* REQUIRED WORK:
a – Do these statements agree with the article on Oregon State Police below? (i) Trooper Reid gave the driver of the white muscle car a ticket. (ii) Oregon lawmakers already know how much money they can spend this session. (iii) Reid's job takes him from busy Portland suburbs to rural coastal highways. Answer yes or no to each and quote the deciding words from the article.
b – In the article on Oregon State Police below, how many people does Reid say might work a shift with him in the past? List every number he gives.

* GIVEN PASSAGE:
Oregon State Police In Line For Budget Boost
Salem, OR February 7, 2008 10:02 a.m.
Oregon lawmakers won’t know until Friday how much money they’ll be able to spend during this legislative session. But there seems to be a consensus that a good chunk of the funds will go towards hiring more state police.
It can’t come soon enough for at least one cop on the beat. Salem correspondent Chris Lehman has more.
Senior Trooper Roger Reid puts the pedal to the metal along a busy state highway near the Oregon coast. A white muscle car pulls to the shoulder and Reid cautiously approaches.
Roger Reid: “Good afternoon, Trooper Reid with the State Police. The reason I stopped you, you don’t have the front license plate on the front. Did it come off, or get knocked off, did it?”
The driver got off with a warning. But not all traffic stops are this routine. And if Reid wants back-up, he doesn’t always know how soon it will arrive.
That’s because the State Police force is several hundred troopers smaller then when Reid started 20 years ago. He says it’s changed the way he does his job which takes him from busy Portland suburbs to rural coastal highways.
Roger Reid: “When you went out you would have maybe four or five or six people working with you on a shift, so you would have cover in different areas that if you wanted to do a vehicle search you could, because there would be another officer maybe minutes away or just nearby that could respond to help you.”
Now, he has to weigh the odds.
Roger Reid: “If you don’t have the manpower, there are some areas you don’t go into anymore.”
Places like out of the way state parks that are the site of drug and alcohol fueled late-night parties. Reid says it can be a daunting scene.

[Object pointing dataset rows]
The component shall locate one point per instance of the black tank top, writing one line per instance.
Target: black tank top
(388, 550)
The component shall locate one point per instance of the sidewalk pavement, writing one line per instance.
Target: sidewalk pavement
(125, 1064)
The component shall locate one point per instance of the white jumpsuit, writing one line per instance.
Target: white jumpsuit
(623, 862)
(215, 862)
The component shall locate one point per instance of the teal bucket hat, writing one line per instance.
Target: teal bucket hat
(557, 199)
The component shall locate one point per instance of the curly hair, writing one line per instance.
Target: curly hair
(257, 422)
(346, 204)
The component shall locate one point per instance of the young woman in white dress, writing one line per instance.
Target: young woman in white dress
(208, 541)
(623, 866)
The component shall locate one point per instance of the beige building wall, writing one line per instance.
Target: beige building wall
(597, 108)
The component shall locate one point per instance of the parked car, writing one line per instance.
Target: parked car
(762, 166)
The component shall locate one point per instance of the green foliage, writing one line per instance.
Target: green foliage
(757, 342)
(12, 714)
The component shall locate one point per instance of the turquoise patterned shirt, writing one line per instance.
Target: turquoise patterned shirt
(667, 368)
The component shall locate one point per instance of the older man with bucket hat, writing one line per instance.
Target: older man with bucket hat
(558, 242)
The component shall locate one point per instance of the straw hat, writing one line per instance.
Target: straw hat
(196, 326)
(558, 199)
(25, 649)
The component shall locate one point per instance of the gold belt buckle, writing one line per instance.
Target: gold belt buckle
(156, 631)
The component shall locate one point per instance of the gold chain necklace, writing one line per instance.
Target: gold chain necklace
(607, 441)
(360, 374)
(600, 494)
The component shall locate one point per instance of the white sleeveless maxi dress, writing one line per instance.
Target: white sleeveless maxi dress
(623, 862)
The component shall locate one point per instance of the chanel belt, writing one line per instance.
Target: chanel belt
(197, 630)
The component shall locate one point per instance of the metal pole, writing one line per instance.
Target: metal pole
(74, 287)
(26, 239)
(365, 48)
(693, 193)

* FINAL ANSWERS:
a –
(i) No: "The driver got off with a warning."
(ii) No: "Oregon lawmakers won’t know until Friday how much money they’ll be able to spend during this legislative session."
(iii) Yes: "which takes him from busy Portland suburbs to rural coastal highways."

b – Four, five, six